▶ **作業指示**:
a - 以下のインタビュー記事から、「小菅さん:もともとはマイナス」という語句を含む箇所で始め、「いて、すごくいいなと思って。」の後で終わる部分を一字一句違えずに再掲してください。
b - 以下のインタビュー記事に基づき、次の各問いに答えてください。
(i) 記者会見で小菅さんの手がけた刺繍ジャケットを羽織っていたのは、どのレスラーですか。
(ii) 小菅さんは、もともと自分がどのような思考のタイプだったと述べていますか。
(iii) 友人に勧められて小菅さんがサウナを試したのは、何年ぐらい前のことですか。

▶ **本文抜粋**:
生き生きとした刺繍作品が魅力の小菅くみさん。SNSをのぞけば、その暮らしぶりもまた生き生きと楽しそうです。人気レスラーの中邑真輔選手が記者会見で羽織っていた刺繍ジャケットを手がけたことも話題に。「刺繍を始めた頃は、実はクヨクヨするタイプだった」と言う小菅さん。どんな心の変化があったのでしょうか?(全2回中の2回)

 

小菅くみさんの刺繍作品
古着に刺繍をほどこし、まったく新しい洋服に

友人の「真似をする」ことで変われた

── 作品だけでなく、小菅さんご自身もとても健やかに楽しそうにしていらっしゃいますよね。なにか心がけていることはありますか?

 

小菅さん:もともとはマイナス思考で、 ずっと「ツラい、ツラい」と言ってるタイプだったんですよ。だけどあるときから、すごく楽しそうに生きてる人を見つけたら「どうやって考えてるの?」「どうやって気持ちを切り替えてるの?」と聞いてみるようになりました。単純にうらやましくなったんでしょうね。

 

刺繍作家・小菅くみさんの作品
マイケル・ジャクソンと猫を組み合わせて

友人や尊敬する先輩、いろんな人に「おしえて」と尋ねて、ちょっとずつその人たちのいいところを真似をしながら取り入れていっています。

 

たとえば、すごく忙しそうな友人が「仕事があって働けるということは幸せなことだし、この会社に入りたくて入ったんだったってことをいつも思い出すようにしてるんだよね」と言っていて、すごくいいなと思って。

 

そういう「いいな」と思った考え方は、ちょっとお裾分けしてもらうような感覚で少しずつでも真似をするんです。もちろんすぐに習慣にはならないけれど、「忘れそうだった〜、危ない危ない」と気をつけるようにはなります。

 

── そうすることで、小菅さん自身も徐々に変わってこられたんですね。

 

小菅さん:そうですね。それから、「ため息つくと幸せ逃げるよ」なんて言いますけど、それと同じで口に出す言葉って本当に大事なので、「何を言うか」についても気を配るようになりました。なるべく、マイナスに働いてしまうようなことは口にしないようにできればと思ってるんです。

 

明るい人の真似をして「あの人だったらどう考えるだろう」「あの人だったらどう言うかな」とお手本にさせてもらいながら、日々行動しています。

 

刺繍作家・小菅くみさんの作品

── 身近に、「お手本にしたい」と思える方がたくさんいらっしゃるのはいいですね。

 

小菅さん:ありがたいですね。趣味の「サウナ」にしてもそうなんです。それまで「暑くて苦しくて、サウナなんて苦手だ」と思ってたんですけど、10年ぐらい前に友人が「あなたみたいな性格の人は絶対サウナに入ったほうがいいよ」と言ってくれて。先入観を捨てていざ試してみたら、大好きになってしまいました。

[輪郭ラベリング項目]
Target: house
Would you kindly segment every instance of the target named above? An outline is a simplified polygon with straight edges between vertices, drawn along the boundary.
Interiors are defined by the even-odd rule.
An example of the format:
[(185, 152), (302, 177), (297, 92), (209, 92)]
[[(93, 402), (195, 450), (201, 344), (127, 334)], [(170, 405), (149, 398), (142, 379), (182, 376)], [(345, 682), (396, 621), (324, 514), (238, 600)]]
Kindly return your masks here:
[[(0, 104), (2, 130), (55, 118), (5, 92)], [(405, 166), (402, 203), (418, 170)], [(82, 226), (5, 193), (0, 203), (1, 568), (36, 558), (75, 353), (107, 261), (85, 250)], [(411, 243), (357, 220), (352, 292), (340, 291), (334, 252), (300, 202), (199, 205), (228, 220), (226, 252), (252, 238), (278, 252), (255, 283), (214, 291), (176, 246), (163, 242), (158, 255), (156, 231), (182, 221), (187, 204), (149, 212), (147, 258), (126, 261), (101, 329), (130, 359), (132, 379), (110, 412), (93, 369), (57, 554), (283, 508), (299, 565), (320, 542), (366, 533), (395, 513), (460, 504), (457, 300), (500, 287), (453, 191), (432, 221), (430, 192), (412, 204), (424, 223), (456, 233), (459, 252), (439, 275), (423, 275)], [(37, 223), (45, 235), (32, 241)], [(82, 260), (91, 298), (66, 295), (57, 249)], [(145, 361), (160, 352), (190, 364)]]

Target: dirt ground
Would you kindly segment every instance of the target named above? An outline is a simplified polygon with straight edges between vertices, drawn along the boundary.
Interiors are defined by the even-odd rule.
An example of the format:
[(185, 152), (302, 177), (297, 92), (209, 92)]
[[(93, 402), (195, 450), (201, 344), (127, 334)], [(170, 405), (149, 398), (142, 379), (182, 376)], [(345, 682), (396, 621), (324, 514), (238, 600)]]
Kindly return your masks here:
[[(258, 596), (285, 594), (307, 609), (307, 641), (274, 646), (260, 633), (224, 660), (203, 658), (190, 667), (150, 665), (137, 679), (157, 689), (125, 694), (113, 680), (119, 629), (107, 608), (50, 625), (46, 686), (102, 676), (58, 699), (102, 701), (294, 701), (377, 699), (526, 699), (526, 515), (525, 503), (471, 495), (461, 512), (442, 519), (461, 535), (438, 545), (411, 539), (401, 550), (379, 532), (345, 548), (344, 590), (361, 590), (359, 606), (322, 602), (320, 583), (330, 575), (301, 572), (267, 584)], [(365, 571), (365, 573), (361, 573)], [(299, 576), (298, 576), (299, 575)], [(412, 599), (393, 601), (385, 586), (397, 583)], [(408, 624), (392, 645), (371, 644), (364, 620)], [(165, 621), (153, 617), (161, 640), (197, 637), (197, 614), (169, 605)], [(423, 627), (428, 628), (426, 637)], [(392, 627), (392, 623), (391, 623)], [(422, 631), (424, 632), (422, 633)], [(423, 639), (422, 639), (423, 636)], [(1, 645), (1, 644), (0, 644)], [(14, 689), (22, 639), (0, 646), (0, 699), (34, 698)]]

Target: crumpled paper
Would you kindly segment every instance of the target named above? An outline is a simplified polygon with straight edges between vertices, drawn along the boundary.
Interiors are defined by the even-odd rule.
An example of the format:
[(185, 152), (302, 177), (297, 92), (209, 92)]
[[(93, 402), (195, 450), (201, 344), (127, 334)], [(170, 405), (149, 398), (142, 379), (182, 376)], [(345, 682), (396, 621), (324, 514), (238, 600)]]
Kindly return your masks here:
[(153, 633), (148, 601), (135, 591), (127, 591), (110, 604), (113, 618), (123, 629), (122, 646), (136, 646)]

...

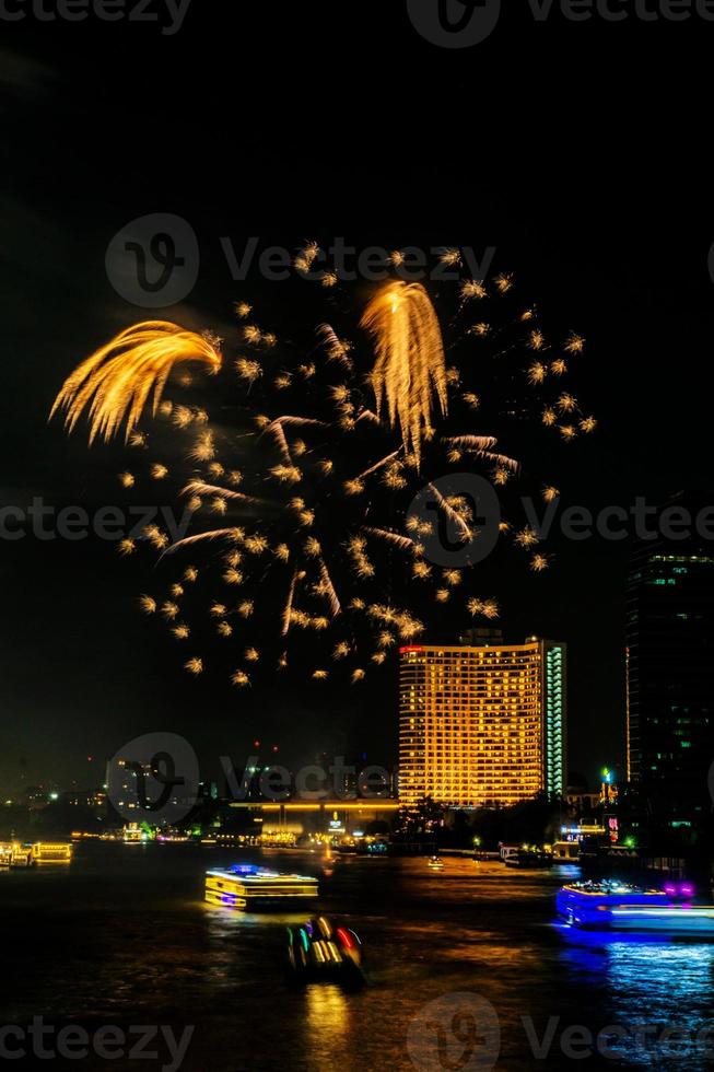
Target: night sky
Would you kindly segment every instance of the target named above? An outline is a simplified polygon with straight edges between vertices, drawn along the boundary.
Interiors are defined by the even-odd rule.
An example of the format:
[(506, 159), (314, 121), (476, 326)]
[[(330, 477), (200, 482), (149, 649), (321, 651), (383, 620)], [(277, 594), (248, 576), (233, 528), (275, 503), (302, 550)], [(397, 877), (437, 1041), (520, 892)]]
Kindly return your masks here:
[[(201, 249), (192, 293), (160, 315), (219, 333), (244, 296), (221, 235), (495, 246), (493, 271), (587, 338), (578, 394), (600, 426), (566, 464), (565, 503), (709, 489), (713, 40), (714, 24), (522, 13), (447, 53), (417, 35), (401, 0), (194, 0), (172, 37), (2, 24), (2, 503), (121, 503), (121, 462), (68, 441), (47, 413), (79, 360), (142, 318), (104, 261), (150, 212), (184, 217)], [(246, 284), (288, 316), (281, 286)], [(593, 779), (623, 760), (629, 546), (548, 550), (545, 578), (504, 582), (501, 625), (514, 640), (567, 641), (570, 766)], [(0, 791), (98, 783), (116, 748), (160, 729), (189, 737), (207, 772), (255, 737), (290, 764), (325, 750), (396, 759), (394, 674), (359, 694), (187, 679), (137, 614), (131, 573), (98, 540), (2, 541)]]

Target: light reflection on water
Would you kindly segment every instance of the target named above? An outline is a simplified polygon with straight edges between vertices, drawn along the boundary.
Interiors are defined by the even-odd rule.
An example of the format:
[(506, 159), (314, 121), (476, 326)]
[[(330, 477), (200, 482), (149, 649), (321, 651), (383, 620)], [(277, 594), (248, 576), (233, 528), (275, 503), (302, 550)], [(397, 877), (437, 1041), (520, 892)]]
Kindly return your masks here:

---

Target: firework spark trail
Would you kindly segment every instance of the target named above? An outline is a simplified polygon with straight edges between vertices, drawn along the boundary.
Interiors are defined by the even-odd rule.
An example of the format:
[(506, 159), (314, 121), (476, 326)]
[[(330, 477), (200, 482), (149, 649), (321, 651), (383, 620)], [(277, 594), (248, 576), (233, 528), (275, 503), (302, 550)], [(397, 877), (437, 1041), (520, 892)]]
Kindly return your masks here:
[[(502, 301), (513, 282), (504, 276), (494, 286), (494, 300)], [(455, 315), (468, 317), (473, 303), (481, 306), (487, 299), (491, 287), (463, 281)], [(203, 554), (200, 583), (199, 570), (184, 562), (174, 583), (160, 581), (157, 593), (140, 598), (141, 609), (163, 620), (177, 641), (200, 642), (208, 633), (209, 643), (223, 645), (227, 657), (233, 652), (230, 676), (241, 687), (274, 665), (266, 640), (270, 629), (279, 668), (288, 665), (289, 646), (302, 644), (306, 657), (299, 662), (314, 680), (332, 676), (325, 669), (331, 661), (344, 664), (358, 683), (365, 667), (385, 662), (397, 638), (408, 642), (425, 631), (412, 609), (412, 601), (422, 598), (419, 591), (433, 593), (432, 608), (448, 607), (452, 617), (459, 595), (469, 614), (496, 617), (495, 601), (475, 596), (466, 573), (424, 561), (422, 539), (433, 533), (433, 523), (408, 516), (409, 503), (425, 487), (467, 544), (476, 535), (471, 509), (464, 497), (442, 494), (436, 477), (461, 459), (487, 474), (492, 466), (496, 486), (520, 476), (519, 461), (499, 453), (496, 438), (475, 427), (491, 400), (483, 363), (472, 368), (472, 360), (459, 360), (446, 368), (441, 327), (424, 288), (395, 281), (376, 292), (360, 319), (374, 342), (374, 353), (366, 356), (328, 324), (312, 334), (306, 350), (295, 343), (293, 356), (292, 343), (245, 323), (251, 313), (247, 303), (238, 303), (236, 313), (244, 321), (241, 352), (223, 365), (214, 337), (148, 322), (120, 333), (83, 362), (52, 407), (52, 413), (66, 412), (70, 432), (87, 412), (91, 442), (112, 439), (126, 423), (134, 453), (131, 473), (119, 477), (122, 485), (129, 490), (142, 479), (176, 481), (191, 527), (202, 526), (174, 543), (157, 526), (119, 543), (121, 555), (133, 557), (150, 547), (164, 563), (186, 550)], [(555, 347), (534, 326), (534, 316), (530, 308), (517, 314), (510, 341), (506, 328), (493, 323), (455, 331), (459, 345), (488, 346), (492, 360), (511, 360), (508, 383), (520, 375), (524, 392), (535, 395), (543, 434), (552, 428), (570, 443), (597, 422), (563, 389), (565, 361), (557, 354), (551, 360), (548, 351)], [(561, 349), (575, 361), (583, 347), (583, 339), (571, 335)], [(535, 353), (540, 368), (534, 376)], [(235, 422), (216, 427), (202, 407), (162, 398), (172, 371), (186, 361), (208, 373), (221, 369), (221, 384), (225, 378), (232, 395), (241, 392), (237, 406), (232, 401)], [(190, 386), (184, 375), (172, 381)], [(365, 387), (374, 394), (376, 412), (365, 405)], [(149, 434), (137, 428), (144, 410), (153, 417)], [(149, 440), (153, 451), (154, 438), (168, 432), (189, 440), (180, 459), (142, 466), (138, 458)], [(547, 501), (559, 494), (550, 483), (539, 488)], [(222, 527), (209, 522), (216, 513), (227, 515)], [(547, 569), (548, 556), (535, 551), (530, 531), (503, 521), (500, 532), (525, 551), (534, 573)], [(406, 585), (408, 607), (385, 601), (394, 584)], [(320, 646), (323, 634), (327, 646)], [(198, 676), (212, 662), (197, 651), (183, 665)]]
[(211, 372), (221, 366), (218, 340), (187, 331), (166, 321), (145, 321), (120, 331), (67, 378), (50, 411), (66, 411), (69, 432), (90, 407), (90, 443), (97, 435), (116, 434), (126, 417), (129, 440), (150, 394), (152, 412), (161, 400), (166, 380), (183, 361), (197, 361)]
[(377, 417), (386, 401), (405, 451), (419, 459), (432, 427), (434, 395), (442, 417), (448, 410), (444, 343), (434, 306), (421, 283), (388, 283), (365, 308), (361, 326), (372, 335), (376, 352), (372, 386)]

▶ **設問別解答**:
a -
小菅さん:もともとはマイナス思考で、 ずっと「ツラい、ツラい」と言ってるタイプだったんですよ。だけどあるときから、すごく楽しそうに生きてる人を見つけたら「どうやって考えてるの?」「どうやって気持ちを切り替えてるの?」と聞いてみるようになりました。単純にうらやましくなったんでしょうね。

 

刺繍作家・小菅くみさんの作品
マイケル・ジャクソンと猫を組み合わせて

友人や尊敬する先輩、いろんな人に「おしえて」と尋ねて、ちょっとずつその人たちのいいところを真似をしながら取り入れていっています。

 

たとえば、すごく忙しそうな友人が「仕事があって働けるということは幸せなことだし、この会社に入りたくて入ったんだったってことをいつも思い出すようにしてるんだよね」と言っていて、すごくいいなと思って。

b -
(i) 中邑真輔選手
(ii) マイナス思考のタイプ
(iii) 10年ぐらい前